TEXT SEGMENT:

Hi all, I've been sailing all my life, windsurfed a lot back in the 80's & 90's, did a few years of Formula 10 years ago and have now got back into windsurfing racing an LT.

My question is how bad does a foil have to be to be unusable? The price of foils is dropping into the region where it's not prohibitive to give it a go and see if I like it. I'm talking light to moderate cruising. I still have an older slalom board in the roof of the garage and a few smaller race sails in the rack. I'm not interested in huge cammed race sails, they're why I got out of formula.

Anyway, are the early, cheaper foils just diabolical to use? Will using an early foil actually be worse as a test platform than a more expensive newer model?

SUPPLIED ENTRIES:

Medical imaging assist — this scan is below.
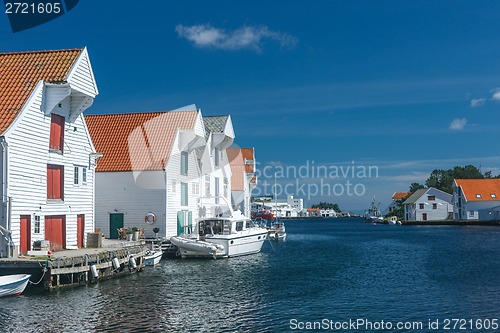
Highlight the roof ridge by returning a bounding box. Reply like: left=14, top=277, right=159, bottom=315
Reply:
left=85, top=110, right=198, bottom=117
left=0, top=47, right=85, bottom=56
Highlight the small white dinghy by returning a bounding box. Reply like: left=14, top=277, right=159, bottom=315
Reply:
left=144, top=250, right=163, bottom=266
left=170, top=236, right=224, bottom=256
left=0, top=274, right=31, bottom=297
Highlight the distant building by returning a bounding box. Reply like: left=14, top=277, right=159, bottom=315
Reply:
left=0, top=48, right=98, bottom=257
left=307, top=208, right=321, bottom=217
left=226, top=148, right=257, bottom=216
left=287, top=195, right=304, bottom=212
left=320, top=208, right=337, bottom=217
left=403, top=187, right=453, bottom=221
left=386, top=192, right=411, bottom=217
left=453, top=179, right=500, bottom=221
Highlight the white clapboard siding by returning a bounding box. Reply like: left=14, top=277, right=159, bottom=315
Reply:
left=4, top=51, right=97, bottom=246
left=68, top=48, right=98, bottom=97
left=95, top=171, right=166, bottom=237
left=166, top=136, right=203, bottom=237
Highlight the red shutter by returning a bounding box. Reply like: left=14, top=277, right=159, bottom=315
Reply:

GOALS:
(1) In the windsurfing post, what does the writer say made them quit Formula?
(2) Resize the records from their first line through the line that contains "left=0, top=47, right=85, bottom=56". Give those lines again, requests included, with every bounding-box coordinate in the answers multiplied by 0.55 and rounded to a whole number (halves up), and leave the pictures out.

ANSWERS TO THE TASKS:
(1) Huge cammed race sails.

(2)
Medical imaging assist — this scan is below.
Highlight the roof ridge by returning a bounding box. Reply like: left=14, top=277, right=159, bottom=315
Reply:
left=47, top=61, right=109, bottom=64
left=0, top=26, right=47, bottom=31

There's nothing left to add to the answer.